— START OF The data —

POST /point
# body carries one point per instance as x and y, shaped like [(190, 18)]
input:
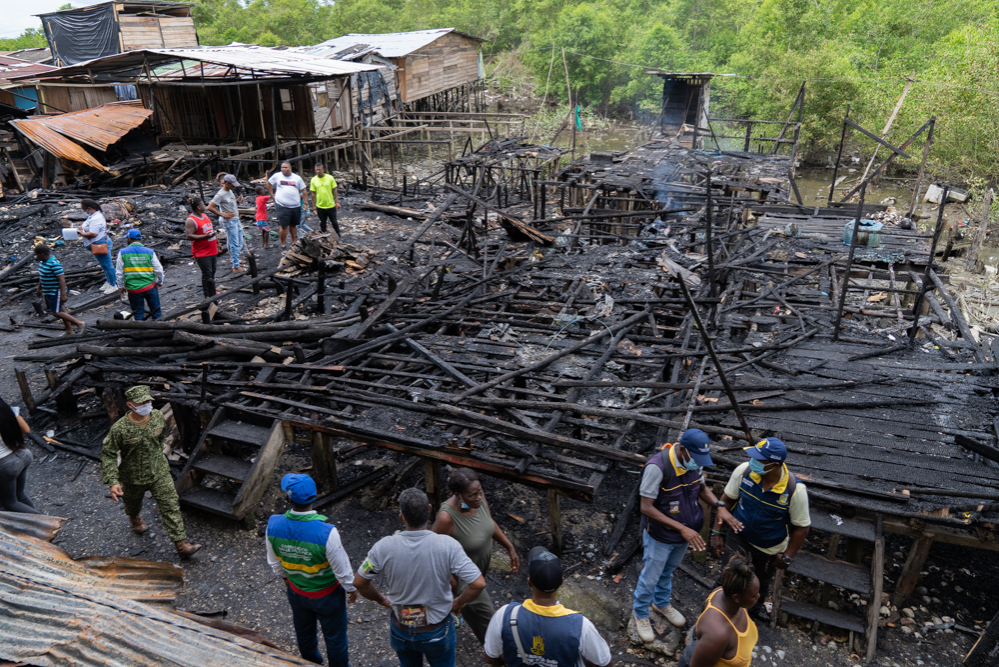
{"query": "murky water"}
[(813, 184)]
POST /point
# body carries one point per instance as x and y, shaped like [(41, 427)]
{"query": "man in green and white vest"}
[(139, 273), (307, 551)]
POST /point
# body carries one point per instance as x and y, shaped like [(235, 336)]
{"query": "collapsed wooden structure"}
[(552, 336)]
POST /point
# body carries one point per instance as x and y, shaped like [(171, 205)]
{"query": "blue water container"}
[(868, 235)]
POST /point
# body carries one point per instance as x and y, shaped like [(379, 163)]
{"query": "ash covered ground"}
[(230, 575)]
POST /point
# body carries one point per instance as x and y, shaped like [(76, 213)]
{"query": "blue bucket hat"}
[(697, 442), (301, 489), (770, 449)]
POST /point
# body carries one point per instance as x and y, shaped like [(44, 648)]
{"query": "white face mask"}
[(143, 410)]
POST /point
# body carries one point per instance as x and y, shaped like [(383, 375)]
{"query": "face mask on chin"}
[(143, 410)]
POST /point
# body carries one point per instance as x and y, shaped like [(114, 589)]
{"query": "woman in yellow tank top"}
[(725, 633)]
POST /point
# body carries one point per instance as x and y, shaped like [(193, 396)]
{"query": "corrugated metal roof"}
[(98, 127), (55, 143), (390, 44), (247, 62), (10, 67), (61, 612)]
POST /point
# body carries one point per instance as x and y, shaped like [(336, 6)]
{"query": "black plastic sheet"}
[(84, 35)]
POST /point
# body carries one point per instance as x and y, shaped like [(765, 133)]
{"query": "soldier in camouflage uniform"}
[(139, 437)]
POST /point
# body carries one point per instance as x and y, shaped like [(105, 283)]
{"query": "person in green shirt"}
[(323, 199), (138, 437)]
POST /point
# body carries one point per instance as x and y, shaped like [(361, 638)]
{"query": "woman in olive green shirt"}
[(465, 517)]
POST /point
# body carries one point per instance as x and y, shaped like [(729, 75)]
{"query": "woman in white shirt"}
[(94, 231), (15, 458)]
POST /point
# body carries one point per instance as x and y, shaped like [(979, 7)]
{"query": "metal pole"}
[(849, 262), (717, 361), (917, 305), (707, 239), (839, 155)]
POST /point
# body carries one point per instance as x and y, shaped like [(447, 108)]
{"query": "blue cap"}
[(770, 449), (697, 443), (300, 488)]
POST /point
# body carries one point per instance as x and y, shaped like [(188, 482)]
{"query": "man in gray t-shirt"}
[(416, 566), (225, 206)]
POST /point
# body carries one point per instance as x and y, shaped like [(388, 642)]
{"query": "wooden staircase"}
[(850, 576), (231, 465)]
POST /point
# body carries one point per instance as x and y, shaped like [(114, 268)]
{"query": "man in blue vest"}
[(139, 274), (541, 632), (672, 518), (772, 506), (307, 552)]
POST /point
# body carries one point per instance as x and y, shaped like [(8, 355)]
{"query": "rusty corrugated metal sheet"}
[(98, 127), (26, 550), (56, 143), (57, 611)]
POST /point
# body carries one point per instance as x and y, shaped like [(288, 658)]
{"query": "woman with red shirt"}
[(205, 249)]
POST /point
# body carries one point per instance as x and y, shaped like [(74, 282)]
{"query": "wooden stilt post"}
[(323, 462), (555, 521), (432, 470), (910, 571), (22, 383)]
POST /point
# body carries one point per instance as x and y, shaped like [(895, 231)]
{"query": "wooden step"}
[(210, 500), (241, 432), (852, 577), (826, 616), (856, 528), (224, 466)]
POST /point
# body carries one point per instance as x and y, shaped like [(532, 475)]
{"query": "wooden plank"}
[(260, 475)]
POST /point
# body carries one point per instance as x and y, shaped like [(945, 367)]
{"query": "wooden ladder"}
[(231, 466), (851, 576)]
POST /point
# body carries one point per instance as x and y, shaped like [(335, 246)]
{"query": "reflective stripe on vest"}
[(137, 261), (299, 542), (765, 515), (548, 640), (677, 499)]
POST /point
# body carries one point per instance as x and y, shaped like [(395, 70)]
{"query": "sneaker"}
[(671, 614), (644, 629)]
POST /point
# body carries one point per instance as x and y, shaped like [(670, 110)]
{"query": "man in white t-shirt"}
[(541, 632), (287, 190)]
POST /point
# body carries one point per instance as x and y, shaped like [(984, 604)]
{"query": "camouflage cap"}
[(138, 394)]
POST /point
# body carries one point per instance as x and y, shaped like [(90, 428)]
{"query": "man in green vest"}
[(307, 552), (322, 195), (139, 273)]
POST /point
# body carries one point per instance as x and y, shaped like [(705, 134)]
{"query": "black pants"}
[(328, 214), (764, 565), (207, 266)]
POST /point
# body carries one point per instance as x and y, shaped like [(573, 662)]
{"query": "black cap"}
[(544, 570)]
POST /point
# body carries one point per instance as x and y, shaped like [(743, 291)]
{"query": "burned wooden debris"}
[(551, 325)]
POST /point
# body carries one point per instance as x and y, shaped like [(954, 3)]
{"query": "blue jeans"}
[(234, 236), (655, 584), (437, 645), (331, 612), (138, 300), (104, 261)]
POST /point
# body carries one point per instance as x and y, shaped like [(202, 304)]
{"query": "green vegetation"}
[(851, 52)]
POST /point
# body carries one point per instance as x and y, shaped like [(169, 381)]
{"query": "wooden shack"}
[(684, 111), (437, 69), (107, 28)]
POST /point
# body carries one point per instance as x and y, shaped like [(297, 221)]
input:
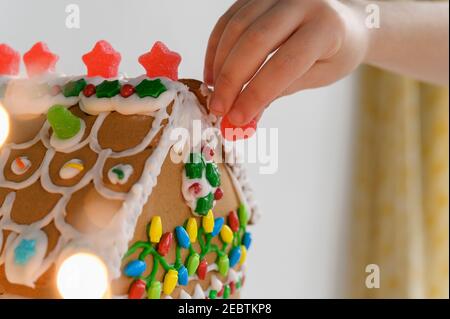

— END OF The data —

Do this
Rewrite everything from the beginning of the data down to the line containing "[(323, 199), (138, 437)]", changing each "shaped like" to "formatted like" and keeping all else as it stands. Leave the pictures out of your answer.

Written answer
POST /point
# body carries one point per instance as x and y, formatted like [(190, 18)]
input:
{"query": "murky water"}
[(813, 184)]
POST /point
# body carries one point per instance as x and y, formatted like [(41, 427)]
{"query": "man in green and white vest"}
[(139, 273), (307, 551)]
POST /point
# body carries one point per instance as x and y, formatted like [(235, 336)]
{"query": "collapsed wooden structure"}
[(552, 336)]
POST /point
# body carries one point per instance as x and y, formatted like [(171, 205)]
{"query": "blue water container"}
[(868, 235)]
POST /point
# body carries one point per instance as x and y, formatted like [(379, 163)]
{"query": "ash covered ground"}
[(230, 575)]
POST /point
# body carries one point per instance as x and y, formatted like [(76, 213)]
{"query": "blue bucket hat"}
[(697, 442), (301, 489), (770, 449)]
POST /point
# body carries one point per instance as x and y, formatted like [(44, 648)]
{"query": "white face mask"}
[(143, 410)]
POST /point
# body carries one point per instance as x and y, formatted like [(383, 375)]
{"query": "face mask on chin"}
[(143, 410)]
POST /point
# body carries one point per instance as x and y, formatted like [(114, 589)]
{"query": "woman in yellow tank top"}
[(725, 633)]
POST /point
# body carries one point per instance as x and y, formatted like [(193, 396)]
{"query": "corrugated metal roof"}
[(98, 127), (55, 143), (390, 44), (247, 62), (10, 67), (61, 612)]
POST /point
# body carries one point per instance as x and y, formatted like [(336, 6)]
{"query": "black plastic sheet"}
[(84, 35)]
POST /point
# body carries one point per instance as x and y, formatted like [(765, 133)]
{"query": "soldier in camouflage uniform"}
[(139, 437)]
POST /point
# body carries one point per instance as x and y, formatted like [(105, 283)]
{"query": "person in green shirt"}
[(323, 199), (138, 437)]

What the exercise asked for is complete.